## What the task asks:
From the data below, give the number of lines holding the word "foliage", with nothing else added.

(Extracted data)

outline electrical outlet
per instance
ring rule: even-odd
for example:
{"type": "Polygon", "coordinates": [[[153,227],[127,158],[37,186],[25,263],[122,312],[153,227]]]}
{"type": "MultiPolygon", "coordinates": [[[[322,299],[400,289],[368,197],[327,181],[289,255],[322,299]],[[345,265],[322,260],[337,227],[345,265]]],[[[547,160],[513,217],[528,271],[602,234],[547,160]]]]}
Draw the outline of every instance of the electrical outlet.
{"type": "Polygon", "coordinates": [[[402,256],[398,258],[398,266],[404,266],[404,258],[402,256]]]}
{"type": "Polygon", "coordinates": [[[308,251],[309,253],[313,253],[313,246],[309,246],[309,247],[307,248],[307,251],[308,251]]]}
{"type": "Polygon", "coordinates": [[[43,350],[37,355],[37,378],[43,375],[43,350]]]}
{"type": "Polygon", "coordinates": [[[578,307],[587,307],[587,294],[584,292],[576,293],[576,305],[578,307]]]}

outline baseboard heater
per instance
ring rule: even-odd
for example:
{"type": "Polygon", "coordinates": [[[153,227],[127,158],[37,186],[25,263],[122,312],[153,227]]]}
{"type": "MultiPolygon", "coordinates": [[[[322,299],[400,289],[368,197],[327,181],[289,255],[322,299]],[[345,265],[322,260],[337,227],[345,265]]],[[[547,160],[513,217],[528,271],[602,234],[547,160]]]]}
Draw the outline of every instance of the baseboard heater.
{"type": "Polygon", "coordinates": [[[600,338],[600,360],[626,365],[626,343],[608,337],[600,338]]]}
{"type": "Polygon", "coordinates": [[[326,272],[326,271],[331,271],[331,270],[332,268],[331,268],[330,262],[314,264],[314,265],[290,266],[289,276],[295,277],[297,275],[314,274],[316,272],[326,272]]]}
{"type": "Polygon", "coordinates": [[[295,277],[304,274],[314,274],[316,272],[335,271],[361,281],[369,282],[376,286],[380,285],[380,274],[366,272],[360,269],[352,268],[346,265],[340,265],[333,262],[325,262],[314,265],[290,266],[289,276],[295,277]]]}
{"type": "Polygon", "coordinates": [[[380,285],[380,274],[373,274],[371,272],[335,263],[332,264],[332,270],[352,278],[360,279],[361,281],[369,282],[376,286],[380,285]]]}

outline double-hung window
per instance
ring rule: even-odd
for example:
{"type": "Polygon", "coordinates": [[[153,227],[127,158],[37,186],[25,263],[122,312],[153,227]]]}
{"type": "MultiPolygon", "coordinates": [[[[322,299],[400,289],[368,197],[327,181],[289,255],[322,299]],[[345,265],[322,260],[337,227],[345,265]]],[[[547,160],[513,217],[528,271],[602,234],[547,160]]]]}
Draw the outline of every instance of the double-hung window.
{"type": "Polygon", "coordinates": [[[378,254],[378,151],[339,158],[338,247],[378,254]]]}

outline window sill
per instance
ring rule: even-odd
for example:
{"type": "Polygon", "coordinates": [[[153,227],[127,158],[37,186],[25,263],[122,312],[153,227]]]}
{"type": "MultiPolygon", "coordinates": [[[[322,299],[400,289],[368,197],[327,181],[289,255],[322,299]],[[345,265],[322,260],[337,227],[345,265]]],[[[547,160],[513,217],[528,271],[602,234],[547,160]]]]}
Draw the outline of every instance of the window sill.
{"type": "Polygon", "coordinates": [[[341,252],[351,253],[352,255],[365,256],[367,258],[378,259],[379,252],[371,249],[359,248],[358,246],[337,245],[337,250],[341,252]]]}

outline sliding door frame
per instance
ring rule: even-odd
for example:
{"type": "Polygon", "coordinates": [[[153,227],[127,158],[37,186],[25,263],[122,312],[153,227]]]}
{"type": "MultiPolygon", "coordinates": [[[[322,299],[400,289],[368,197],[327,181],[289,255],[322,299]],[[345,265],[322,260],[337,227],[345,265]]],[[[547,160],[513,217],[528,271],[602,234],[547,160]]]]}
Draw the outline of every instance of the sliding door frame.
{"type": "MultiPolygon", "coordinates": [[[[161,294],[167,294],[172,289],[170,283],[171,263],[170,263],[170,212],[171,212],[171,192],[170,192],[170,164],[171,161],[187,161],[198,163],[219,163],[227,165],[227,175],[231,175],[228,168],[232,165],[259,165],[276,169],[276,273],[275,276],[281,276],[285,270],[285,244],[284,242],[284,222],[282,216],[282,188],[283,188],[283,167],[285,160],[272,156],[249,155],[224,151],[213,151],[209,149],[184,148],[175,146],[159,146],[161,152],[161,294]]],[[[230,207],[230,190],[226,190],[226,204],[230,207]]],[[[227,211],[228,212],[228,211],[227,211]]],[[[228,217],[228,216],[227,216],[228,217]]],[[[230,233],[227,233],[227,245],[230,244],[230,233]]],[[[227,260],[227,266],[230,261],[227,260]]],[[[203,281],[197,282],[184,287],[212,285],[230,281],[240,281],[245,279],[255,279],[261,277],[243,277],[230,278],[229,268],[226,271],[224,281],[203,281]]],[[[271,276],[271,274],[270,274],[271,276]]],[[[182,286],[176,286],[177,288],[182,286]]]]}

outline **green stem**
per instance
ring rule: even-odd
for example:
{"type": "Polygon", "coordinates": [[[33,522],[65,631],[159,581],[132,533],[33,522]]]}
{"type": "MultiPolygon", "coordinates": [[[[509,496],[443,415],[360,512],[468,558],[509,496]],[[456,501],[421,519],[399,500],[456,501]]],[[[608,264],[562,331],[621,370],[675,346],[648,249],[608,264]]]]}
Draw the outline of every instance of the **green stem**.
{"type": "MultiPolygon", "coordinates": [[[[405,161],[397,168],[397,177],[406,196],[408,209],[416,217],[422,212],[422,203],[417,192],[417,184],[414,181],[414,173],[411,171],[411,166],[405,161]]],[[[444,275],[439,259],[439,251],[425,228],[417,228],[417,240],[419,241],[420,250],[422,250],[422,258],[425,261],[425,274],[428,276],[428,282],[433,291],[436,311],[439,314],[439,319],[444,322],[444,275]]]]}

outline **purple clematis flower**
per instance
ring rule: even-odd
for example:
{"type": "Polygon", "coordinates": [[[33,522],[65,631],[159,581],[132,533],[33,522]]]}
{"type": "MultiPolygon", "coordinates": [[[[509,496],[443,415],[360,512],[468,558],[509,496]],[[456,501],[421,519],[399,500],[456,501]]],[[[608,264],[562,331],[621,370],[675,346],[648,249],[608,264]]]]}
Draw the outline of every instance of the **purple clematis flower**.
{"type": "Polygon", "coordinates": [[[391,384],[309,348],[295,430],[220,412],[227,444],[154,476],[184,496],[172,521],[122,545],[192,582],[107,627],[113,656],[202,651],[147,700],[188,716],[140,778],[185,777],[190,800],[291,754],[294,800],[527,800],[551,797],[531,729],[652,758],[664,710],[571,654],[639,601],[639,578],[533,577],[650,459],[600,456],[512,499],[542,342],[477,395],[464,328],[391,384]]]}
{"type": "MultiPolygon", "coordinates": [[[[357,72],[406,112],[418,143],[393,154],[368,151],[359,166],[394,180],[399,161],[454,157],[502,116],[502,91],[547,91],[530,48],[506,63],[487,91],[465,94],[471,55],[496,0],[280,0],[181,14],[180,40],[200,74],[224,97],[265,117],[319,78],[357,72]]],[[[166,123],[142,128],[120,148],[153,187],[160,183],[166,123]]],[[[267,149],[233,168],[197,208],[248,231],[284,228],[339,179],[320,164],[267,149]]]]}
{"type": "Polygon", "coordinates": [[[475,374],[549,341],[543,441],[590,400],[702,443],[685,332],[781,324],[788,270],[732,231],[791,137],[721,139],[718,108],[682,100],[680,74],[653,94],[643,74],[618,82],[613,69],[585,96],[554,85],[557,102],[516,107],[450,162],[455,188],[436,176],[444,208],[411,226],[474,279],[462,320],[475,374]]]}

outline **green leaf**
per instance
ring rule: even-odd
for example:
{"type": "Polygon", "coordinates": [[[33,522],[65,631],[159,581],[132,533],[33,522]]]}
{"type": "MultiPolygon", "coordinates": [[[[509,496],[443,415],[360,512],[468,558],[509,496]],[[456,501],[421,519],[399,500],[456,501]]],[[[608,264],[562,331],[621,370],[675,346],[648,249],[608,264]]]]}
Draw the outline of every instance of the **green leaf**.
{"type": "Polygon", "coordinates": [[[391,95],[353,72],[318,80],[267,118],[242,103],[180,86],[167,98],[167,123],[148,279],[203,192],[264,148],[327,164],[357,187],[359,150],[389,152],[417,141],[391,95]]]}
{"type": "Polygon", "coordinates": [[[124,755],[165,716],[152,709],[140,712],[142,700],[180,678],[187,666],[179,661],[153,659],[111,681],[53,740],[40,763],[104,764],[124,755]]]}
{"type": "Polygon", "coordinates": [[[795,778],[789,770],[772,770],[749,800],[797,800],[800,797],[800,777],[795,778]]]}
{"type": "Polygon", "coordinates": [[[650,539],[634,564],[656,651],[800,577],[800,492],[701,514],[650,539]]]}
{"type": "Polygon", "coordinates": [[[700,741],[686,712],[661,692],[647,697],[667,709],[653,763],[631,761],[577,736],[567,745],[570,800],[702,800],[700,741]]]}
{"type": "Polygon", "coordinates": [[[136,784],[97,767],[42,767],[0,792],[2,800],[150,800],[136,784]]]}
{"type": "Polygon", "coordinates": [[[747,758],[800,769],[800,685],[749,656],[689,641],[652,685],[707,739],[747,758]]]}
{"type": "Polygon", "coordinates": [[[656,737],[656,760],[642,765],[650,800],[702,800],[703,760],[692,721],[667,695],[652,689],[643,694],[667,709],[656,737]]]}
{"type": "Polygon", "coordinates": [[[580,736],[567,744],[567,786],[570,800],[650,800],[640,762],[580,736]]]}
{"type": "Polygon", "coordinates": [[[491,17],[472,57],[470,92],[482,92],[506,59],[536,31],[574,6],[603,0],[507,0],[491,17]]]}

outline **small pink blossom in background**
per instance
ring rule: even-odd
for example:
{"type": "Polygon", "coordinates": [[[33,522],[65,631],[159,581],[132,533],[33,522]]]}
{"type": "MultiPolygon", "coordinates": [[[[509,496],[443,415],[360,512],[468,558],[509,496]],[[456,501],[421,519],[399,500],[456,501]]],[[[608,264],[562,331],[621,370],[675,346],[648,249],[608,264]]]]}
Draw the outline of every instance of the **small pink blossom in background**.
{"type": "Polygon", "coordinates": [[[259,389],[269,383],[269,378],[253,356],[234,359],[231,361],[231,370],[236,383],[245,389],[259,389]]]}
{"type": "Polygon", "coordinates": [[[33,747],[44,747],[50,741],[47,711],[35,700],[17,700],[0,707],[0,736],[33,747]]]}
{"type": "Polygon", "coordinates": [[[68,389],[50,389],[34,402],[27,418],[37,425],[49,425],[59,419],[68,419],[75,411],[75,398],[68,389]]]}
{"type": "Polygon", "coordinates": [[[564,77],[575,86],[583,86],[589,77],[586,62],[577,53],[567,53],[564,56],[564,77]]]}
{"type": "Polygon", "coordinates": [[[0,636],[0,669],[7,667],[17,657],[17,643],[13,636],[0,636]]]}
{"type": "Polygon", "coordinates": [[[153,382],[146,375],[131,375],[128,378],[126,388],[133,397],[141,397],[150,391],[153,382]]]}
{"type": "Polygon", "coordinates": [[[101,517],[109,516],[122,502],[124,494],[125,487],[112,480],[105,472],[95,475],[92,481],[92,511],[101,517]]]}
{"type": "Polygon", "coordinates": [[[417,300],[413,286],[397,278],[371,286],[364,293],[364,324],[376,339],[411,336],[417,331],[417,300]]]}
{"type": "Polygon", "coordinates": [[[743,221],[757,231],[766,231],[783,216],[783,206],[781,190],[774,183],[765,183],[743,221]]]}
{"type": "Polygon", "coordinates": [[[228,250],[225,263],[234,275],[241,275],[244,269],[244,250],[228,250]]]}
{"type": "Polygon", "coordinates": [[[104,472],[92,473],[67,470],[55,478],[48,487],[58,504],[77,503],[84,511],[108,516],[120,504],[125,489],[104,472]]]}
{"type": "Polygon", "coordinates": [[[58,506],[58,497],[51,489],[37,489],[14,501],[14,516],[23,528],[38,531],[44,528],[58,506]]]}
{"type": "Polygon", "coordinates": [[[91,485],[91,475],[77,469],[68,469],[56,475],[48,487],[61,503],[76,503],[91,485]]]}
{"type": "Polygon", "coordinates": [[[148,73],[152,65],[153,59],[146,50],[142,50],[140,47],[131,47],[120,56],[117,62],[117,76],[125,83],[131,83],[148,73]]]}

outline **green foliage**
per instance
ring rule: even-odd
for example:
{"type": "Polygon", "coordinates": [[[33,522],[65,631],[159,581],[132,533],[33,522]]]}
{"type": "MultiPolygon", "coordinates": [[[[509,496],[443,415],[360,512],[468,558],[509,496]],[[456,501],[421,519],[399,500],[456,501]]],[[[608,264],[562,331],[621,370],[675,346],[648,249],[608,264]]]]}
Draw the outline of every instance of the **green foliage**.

(End Extracted data)

## Solution below:
2